A run of items
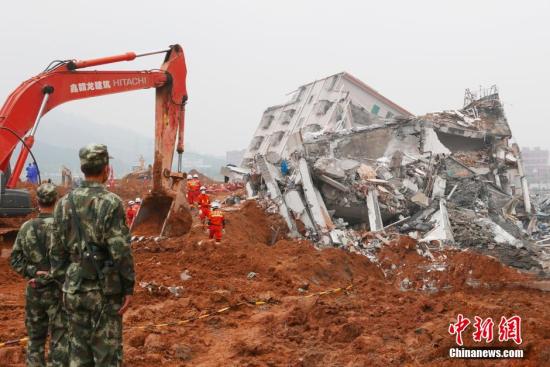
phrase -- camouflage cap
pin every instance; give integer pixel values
(46, 193)
(94, 155)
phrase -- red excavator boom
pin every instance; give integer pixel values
(64, 81)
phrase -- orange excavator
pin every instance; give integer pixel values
(164, 210)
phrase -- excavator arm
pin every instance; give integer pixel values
(65, 81)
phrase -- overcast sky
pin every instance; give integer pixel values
(244, 56)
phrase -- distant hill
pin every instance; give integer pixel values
(59, 138)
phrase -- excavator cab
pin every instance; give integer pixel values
(13, 202)
(164, 211)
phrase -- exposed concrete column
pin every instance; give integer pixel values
(375, 218)
(524, 187)
(276, 195)
(316, 206)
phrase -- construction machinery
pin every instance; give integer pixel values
(164, 211)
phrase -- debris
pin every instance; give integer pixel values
(402, 175)
(185, 275)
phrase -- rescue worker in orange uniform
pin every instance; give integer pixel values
(204, 204)
(130, 213)
(193, 189)
(216, 222)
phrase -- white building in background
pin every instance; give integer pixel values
(234, 157)
(337, 102)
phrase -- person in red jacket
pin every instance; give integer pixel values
(130, 213)
(216, 222)
(190, 185)
(193, 189)
(204, 204)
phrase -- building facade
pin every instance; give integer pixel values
(334, 103)
(536, 162)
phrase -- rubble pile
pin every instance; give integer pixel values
(450, 178)
(396, 313)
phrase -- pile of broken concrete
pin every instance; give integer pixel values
(451, 178)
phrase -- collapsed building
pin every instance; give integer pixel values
(444, 178)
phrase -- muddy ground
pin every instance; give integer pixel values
(385, 319)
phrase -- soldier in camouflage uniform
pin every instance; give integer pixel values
(93, 257)
(43, 311)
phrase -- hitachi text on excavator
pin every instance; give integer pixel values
(164, 211)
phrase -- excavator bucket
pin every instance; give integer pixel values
(163, 215)
(164, 212)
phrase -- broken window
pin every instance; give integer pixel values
(256, 143)
(322, 106)
(287, 115)
(267, 121)
(298, 94)
(312, 128)
(276, 138)
(360, 115)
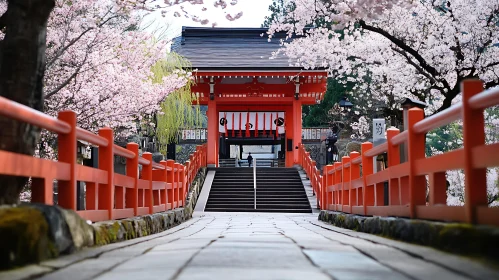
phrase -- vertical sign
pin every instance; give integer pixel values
(378, 130)
(378, 137)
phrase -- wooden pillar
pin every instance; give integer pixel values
(297, 126)
(289, 126)
(212, 139)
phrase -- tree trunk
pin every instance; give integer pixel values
(22, 68)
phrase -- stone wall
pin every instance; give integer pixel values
(31, 233)
(458, 238)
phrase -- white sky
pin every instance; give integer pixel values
(254, 12)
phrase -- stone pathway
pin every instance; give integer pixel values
(259, 246)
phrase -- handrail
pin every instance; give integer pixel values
(443, 118)
(88, 136)
(29, 115)
(157, 187)
(254, 178)
(377, 150)
(352, 186)
(120, 151)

Instructions to follow
Copy out every line from the one containing "phrase -- handrail" through the end of the items, inclusive, requests included. Shift each answer by adding 6 to both of its coordinate values.

Finished exercise
phrase -- handrail
pin every instance; give integer pixel values
(449, 124)
(94, 142)
(35, 121)
(163, 193)
(260, 184)
(383, 156)
(358, 192)
(126, 157)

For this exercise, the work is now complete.